--- START SOURCE RECORDS ---

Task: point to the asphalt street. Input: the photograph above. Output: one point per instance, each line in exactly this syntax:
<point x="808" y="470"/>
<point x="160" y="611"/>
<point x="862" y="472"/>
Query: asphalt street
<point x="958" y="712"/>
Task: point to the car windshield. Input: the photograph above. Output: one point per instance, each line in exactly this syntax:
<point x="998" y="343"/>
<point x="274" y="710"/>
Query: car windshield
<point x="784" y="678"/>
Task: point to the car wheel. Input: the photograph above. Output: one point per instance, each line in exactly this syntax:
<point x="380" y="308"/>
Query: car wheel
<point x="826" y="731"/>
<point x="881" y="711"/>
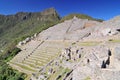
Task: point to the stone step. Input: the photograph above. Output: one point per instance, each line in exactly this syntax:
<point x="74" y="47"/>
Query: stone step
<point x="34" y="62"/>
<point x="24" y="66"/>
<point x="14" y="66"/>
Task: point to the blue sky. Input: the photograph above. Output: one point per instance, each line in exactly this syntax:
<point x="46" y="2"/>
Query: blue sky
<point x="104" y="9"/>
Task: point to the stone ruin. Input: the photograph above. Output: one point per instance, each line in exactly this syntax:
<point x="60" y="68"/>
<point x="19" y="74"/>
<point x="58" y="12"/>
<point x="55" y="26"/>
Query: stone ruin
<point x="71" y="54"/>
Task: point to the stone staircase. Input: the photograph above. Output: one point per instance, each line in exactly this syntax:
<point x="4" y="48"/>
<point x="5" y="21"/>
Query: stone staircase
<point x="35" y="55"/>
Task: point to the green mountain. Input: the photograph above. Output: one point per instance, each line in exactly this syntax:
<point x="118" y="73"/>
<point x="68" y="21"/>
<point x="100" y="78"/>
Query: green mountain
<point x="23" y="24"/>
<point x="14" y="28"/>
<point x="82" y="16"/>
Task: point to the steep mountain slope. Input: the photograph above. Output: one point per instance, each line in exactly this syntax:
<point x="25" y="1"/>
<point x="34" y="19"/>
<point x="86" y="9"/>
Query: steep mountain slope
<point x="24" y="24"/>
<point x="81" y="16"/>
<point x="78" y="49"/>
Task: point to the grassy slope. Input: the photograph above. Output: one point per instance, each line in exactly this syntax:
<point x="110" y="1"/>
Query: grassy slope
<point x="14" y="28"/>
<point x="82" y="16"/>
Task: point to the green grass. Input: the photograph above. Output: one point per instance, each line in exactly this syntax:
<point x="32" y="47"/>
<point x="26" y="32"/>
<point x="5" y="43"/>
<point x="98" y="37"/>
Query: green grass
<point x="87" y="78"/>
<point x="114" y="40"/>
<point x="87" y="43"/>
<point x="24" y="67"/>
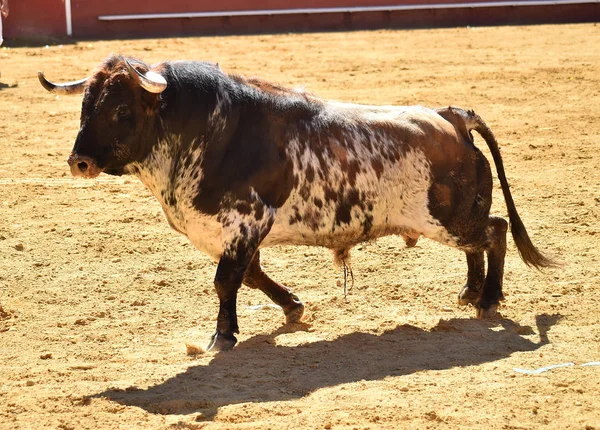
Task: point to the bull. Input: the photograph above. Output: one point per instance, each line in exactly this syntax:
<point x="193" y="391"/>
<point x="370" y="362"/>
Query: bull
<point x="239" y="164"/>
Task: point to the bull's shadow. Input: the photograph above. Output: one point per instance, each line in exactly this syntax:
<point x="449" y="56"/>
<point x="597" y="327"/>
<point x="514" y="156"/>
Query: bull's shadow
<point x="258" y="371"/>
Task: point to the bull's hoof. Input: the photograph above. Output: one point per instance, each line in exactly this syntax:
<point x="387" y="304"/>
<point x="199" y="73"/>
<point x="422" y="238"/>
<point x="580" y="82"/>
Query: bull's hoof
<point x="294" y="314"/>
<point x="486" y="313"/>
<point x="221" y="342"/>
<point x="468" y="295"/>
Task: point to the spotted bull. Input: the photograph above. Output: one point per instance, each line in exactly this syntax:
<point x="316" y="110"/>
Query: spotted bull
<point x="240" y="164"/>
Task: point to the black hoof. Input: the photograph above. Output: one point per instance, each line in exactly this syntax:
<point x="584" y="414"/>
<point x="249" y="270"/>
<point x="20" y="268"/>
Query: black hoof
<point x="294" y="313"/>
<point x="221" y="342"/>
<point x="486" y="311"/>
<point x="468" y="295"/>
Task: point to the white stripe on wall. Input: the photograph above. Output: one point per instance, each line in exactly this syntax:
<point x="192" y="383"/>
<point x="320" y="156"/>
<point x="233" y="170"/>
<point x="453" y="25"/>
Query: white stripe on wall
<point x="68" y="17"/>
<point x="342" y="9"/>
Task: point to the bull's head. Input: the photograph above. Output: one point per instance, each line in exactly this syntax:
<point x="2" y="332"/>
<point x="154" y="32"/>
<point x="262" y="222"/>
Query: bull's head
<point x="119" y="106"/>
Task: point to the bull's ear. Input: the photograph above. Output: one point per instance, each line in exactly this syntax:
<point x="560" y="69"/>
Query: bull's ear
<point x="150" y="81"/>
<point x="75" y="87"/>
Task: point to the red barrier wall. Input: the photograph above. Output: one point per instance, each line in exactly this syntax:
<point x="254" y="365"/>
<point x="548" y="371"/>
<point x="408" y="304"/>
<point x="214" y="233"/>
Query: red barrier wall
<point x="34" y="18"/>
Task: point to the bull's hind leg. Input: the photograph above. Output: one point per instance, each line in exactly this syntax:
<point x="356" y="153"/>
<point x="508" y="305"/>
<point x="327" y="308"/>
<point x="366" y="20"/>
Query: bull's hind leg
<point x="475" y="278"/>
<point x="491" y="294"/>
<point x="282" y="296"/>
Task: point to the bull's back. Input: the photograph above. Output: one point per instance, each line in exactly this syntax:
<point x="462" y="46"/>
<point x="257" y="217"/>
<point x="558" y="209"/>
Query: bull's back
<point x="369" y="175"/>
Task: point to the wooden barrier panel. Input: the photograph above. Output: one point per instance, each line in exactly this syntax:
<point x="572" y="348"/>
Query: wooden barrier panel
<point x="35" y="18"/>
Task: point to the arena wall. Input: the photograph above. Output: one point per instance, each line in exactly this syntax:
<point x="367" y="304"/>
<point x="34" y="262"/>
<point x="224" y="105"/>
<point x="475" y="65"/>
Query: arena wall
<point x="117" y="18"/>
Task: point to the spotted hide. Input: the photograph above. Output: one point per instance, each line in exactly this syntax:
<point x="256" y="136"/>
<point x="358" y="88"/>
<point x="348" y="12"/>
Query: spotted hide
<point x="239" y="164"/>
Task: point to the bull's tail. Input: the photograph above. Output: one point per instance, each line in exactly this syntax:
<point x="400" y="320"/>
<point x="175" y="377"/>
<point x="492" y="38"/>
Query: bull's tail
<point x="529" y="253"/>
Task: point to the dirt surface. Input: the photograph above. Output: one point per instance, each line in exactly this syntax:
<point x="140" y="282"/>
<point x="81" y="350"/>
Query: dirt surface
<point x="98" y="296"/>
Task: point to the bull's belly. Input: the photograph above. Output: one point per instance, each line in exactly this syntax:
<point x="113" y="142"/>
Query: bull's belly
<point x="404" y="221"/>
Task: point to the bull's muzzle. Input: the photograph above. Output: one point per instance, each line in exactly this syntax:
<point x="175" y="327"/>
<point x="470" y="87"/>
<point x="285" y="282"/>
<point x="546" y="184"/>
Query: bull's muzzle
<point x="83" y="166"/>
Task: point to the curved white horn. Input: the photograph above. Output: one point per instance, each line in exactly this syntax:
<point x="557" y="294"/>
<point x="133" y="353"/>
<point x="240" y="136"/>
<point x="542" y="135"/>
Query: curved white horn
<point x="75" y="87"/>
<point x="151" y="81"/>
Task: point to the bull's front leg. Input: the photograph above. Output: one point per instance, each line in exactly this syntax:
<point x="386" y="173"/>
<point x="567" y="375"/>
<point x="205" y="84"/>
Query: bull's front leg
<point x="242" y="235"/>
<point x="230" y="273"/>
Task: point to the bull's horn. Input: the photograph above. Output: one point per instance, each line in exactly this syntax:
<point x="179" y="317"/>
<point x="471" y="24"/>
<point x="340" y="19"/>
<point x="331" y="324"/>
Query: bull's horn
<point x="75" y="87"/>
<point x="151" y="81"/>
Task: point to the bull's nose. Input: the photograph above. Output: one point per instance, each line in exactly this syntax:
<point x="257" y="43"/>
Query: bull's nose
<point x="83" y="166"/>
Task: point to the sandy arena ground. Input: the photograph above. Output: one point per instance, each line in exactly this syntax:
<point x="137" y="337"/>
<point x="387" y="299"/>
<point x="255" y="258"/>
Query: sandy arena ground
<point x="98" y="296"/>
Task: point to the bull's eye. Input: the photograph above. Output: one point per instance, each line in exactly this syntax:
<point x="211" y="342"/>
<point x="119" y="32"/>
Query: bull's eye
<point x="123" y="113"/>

--- END SOURCE RECORDS ---

Your output consists solely of the lines from the one with "Task: point to the bull's nose." through the last line, copied exactly.

Task: point to the bull's nose. Input: the photograph above. Output: one point per instance, each line in exactly this syntax:
<point x="257" y="43"/>
Query: bull's nose
<point x="83" y="166"/>
Task: point to the sandy arena ground. Input: the photograph above. Output: one point per instance, each line in exactly this syntax:
<point x="137" y="337"/>
<point x="387" y="299"/>
<point x="255" y="258"/>
Query: sandy arena ground
<point x="98" y="296"/>
Task: point to the bull's eye. Input: the photograph above. Output: one point per instance, each line in exactly this syntax:
<point x="211" y="342"/>
<point x="119" y="32"/>
Query: bull's eye
<point x="123" y="113"/>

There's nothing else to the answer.